Stored data entries
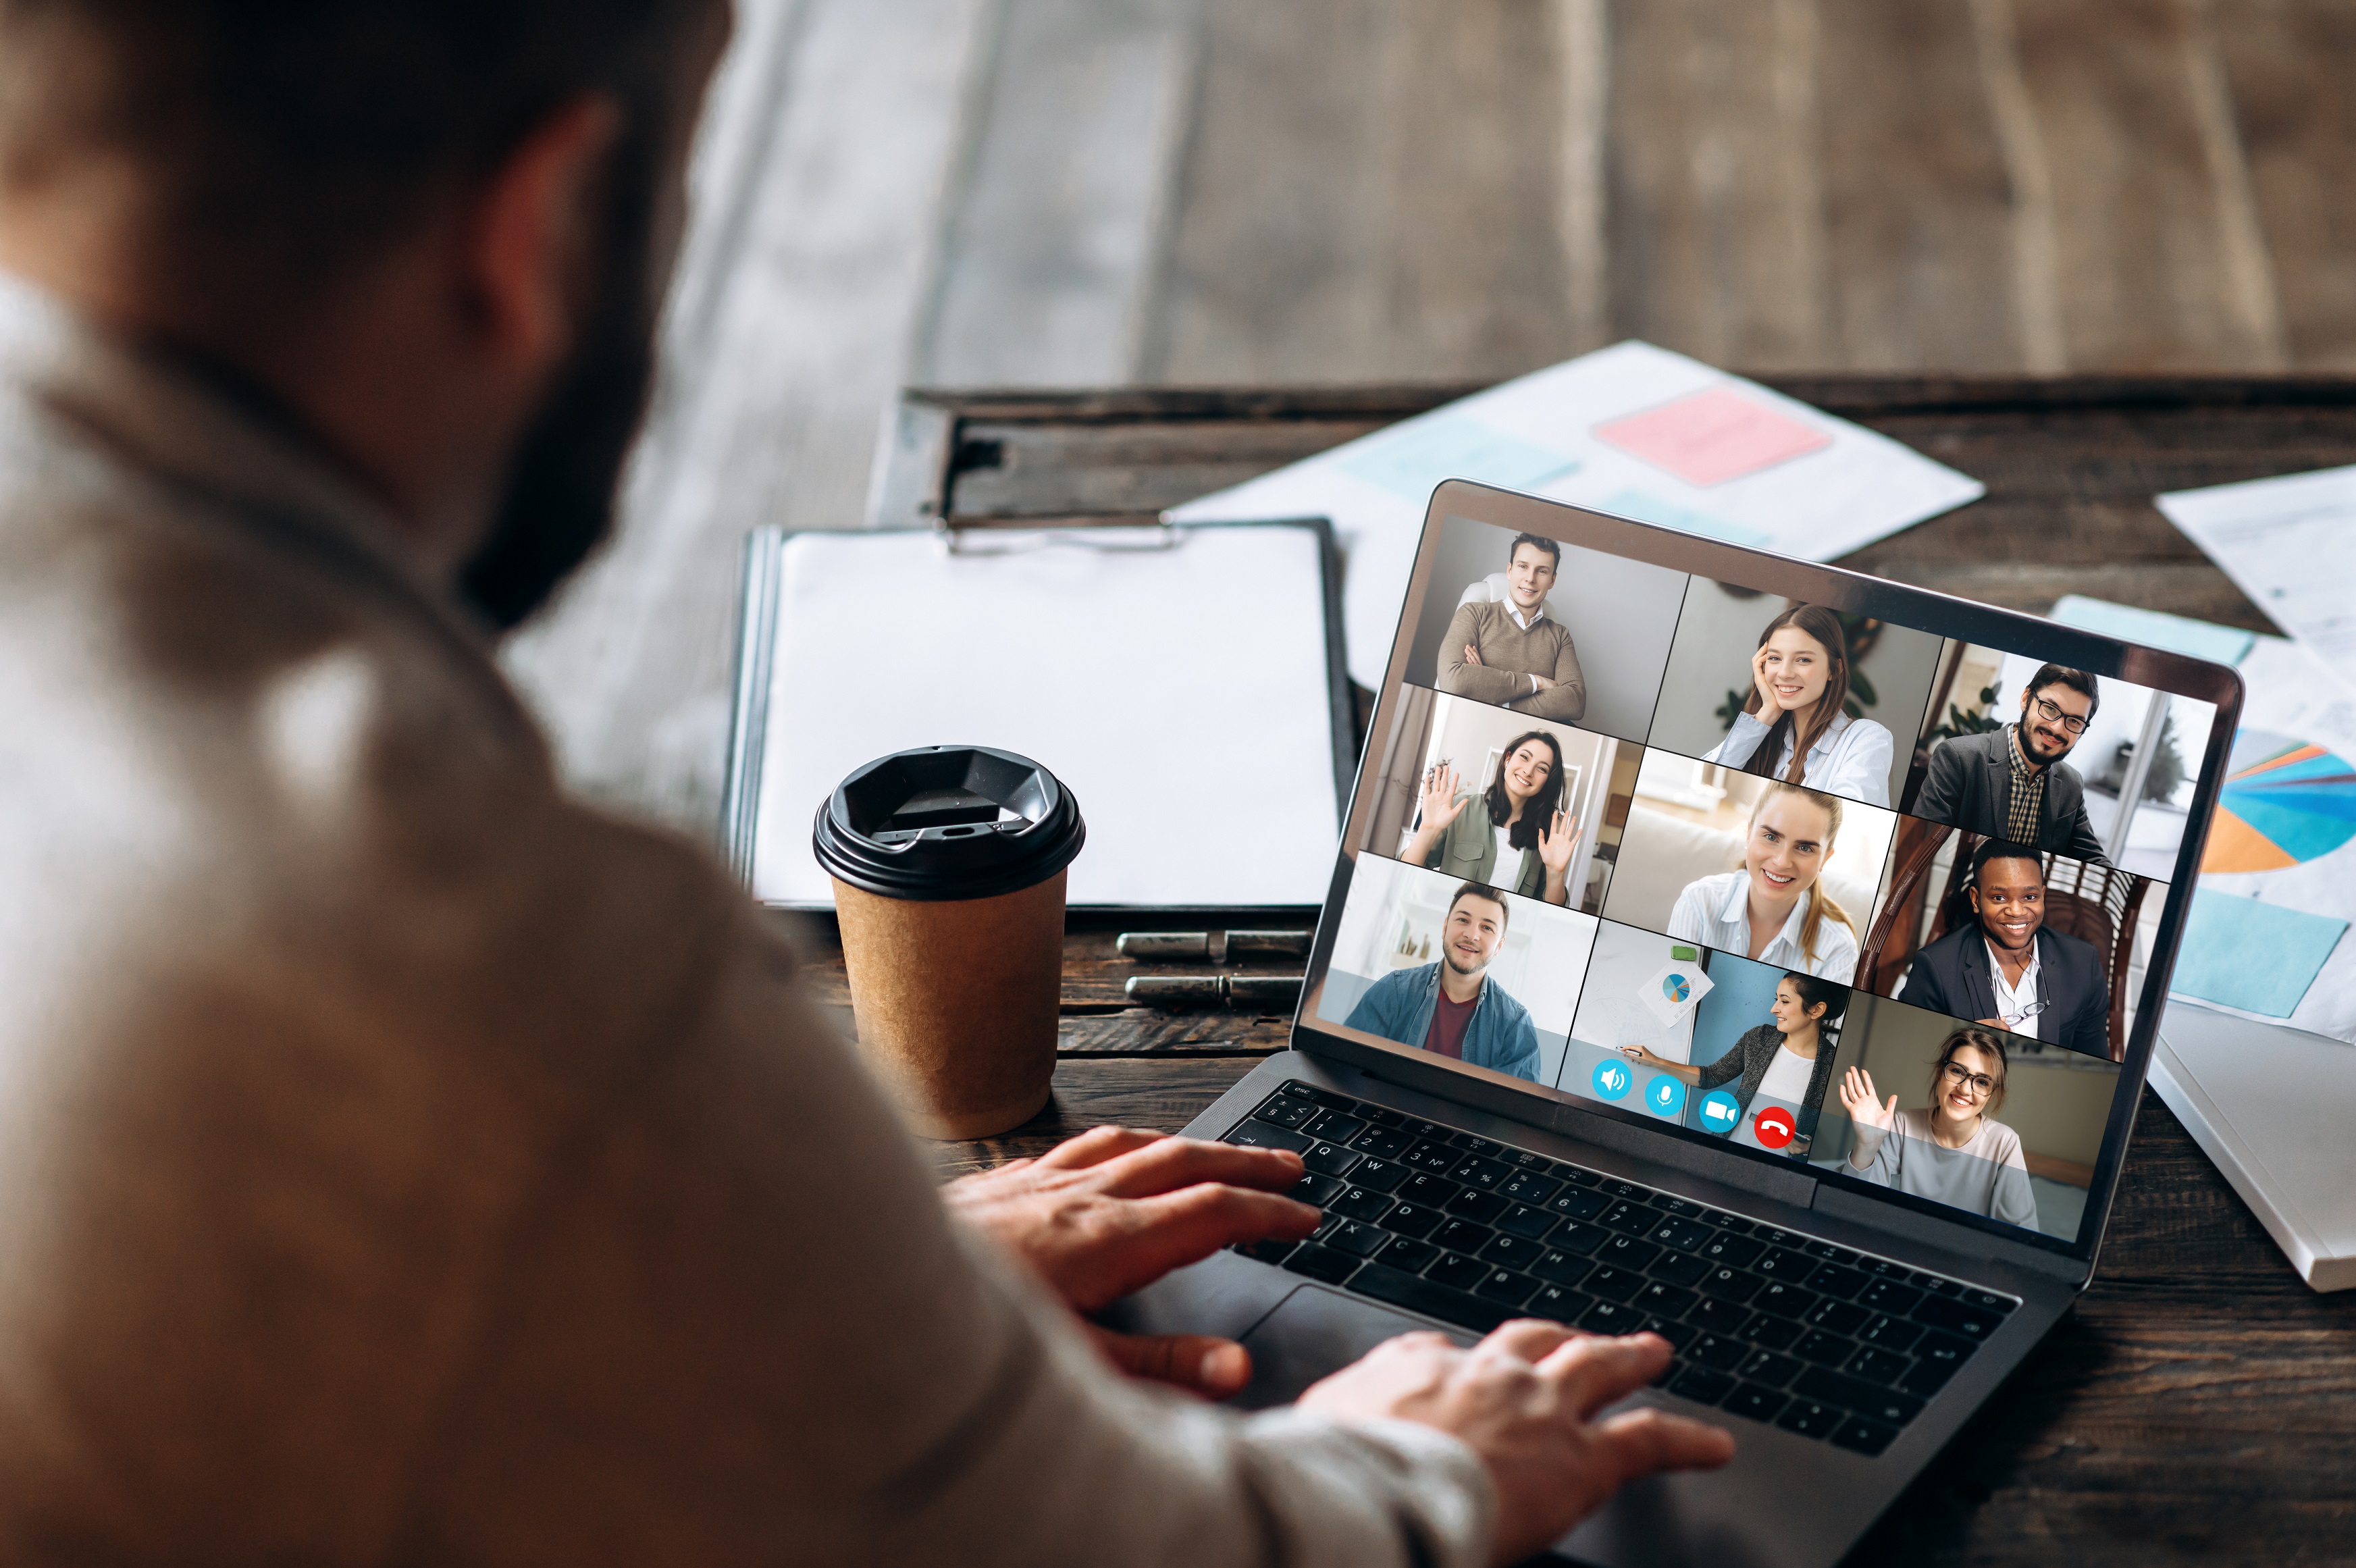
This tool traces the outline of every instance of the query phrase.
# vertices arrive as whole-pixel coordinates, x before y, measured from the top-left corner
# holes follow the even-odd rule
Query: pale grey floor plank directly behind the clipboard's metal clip
[[[916,374],[1131,381],[1185,151],[1204,0],[1008,0],[949,198]]]

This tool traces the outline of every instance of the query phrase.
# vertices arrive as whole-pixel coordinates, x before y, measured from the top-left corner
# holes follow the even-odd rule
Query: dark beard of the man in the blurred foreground
[[[641,153],[631,158],[631,153]],[[655,381],[655,172],[617,148],[598,292],[556,393],[525,431],[459,593],[497,631],[523,624],[613,532],[622,464]]]

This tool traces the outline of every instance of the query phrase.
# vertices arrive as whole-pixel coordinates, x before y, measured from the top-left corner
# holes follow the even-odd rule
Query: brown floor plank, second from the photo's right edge
[[[2062,360],[2266,370],[2281,311],[2198,0],[1984,0],[2010,19],[2052,193]],[[2003,28],[1993,28],[2003,31]]]

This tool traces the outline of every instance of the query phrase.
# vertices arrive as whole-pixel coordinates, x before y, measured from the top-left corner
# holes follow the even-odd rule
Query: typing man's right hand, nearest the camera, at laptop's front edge
[[[1715,1469],[1734,1457],[1718,1427],[1626,1410],[1595,1413],[1668,1366],[1656,1335],[1600,1340],[1560,1323],[1505,1323],[1472,1349],[1447,1335],[1374,1347],[1301,1396],[1333,1420],[1409,1420],[1463,1439],[1496,1483],[1491,1561],[1543,1552],[1626,1481],[1663,1469]]]

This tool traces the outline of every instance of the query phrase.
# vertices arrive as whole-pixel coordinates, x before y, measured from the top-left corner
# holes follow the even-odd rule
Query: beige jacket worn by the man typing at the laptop
[[[372,506],[0,280],[0,1559],[1470,1563],[1126,1384]]]

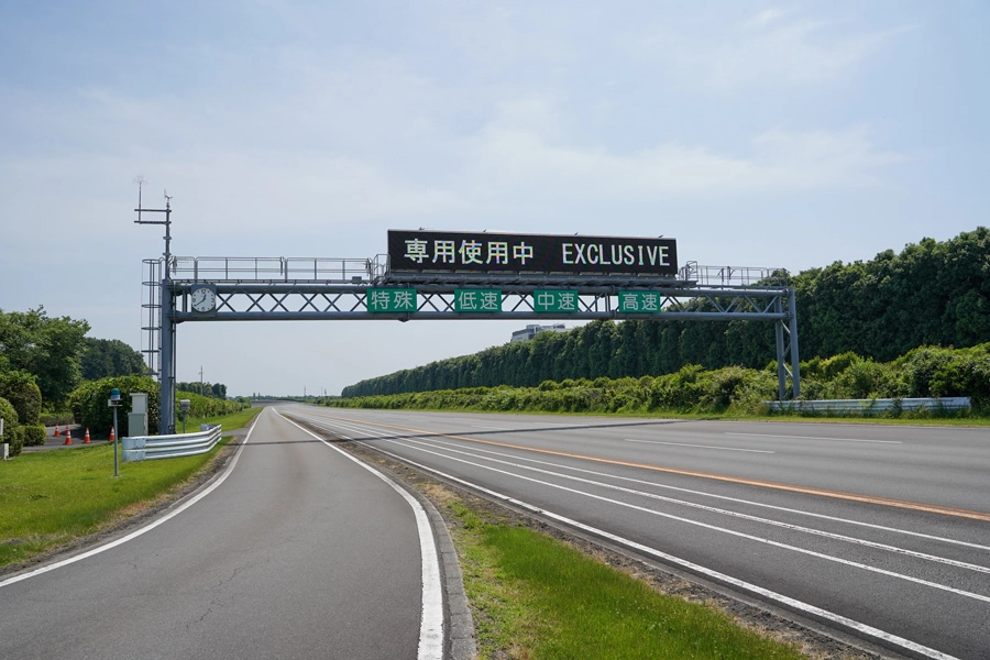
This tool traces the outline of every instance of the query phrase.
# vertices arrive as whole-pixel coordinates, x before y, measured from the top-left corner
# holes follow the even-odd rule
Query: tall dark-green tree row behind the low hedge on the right
[[[790,276],[804,360],[843,353],[890,362],[919,346],[990,341],[990,230],[923,239],[868,262],[835,262]],[[678,373],[688,365],[765,369],[774,328],[756,321],[594,321],[462,358],[362,381],[344,397],[494,387],[566,378]]]

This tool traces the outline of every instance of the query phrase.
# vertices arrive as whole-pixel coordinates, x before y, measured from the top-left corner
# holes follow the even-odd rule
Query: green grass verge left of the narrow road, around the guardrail
[[[230,430],[260,410],[209,421]],[[110,444],[22,453],[0,464],[0,566],[26,561],[141,510],[190,479],[218,451],[121,462],[119,477],[113,476]]]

- _EXERCISE PROMPT_
Your task is to return every entry exactly as it was written, with the pictures removed.

- _TASK ANSWER_
This tool traces the outline of every instance of the query phrase.
# vertices arrive as whole-pixel coordinates, x before y, measured from the top-left corner
# holes follow the even-odd rule
Query: pale grey floor plank directly behind the clipboard's metal clip
[[[916,374],[1131,381],[1185,151],[1204,0],[1008,0],[949,198]]]

This tool traces the outline of every instance of the query phrase.
# vertices arrive as whole-pixel coordinates, x before y, measured from the top-left corner
# holes follow the even-odd rule
Query: dark beard of the man in the blurred foreground
[[[641,153],[631,158],[631,153]],[[655,381],[655,172],[617,148],[598,292],[556,393],[525,431],[459,593],[497,631],[523,624],[613,532],[622,464]]]

This tool traces the outline of every instance of the query phrase.
# vertices arrive as whole-pixel coordinates, x before y, measured from the top-left corner
# holes follow the even-odd rule
Query: brown floor plank, second from the photo's right edge
[[[2062,360],[2266,370],[2281,311],[2198,0],[1984,0],[2010,19],[2052,193]],[[2003,28],[1993,28],[2003,31]]]

This tool traces the outline of every instance of the query phrase.
# vertices arrive as whole-pixel coordinates, x before y, measured from the top-left corner
# holes follow the even-odd rule
Query: typing man's right hand, nearest the camera, at laptop's front edge
[[[1715,1469],[1734,1457],[1718,1427],[1626,1410],[1595,1413],[1668,1366],[1656,1335],[1600,1340],[1560,1323],[1505,1323],[1472,1349],[1447,1335],[1374,1347],[1301,1396],[1333,1420],[1409,1420],[1463,1439],[1496,1483],[1491,1561],[1543,1552],[1626,1481],[1663,1469]]]

This tool traces the outline of every instance of the query phrase.
# vertices arrive as whole-pixel coordinates, x before y, measured from the top-left corner
# holes follow the even-odd rule
Query: beige jacket worn by the man typing at the laptop
[[[372,506],[0,280],[0,1559],[1470,1563],[1126,1384]]]

This tool traces the outline of every instance of the query phrase.
# vertices arrive as whole-pixel coordinates, x before y, measured from the top-left corner
# holes follow the even-odd rule
Query: tall dark-green tree row behind the low hedge on the right
[[[790,276],[804,360],[843,353],[890,362],[919,346],[990,341],[990,230],[923,239],[868,262],[835,262]],[[678,373],[688,365],[765,369],[774,328],[756,321],[594,321],[462,358],[362,381],[344,397],[494,387],[566,378]]]

This tool traces the outline of every instance of the query phrase.
# vertices arrive as whole-pixel coordinates, x before y, measured from the top-left corner
# holes follow the even-odd rule
Query: green grass verge left of the narrow road, around the guardrail
[[[230,430],[260,410],[209,421]],[[110,444],[22,453],[0,464],[0,566],[26,561],[141,510],[190,479],[218,451],[121,462],[119,477],[113,476]]]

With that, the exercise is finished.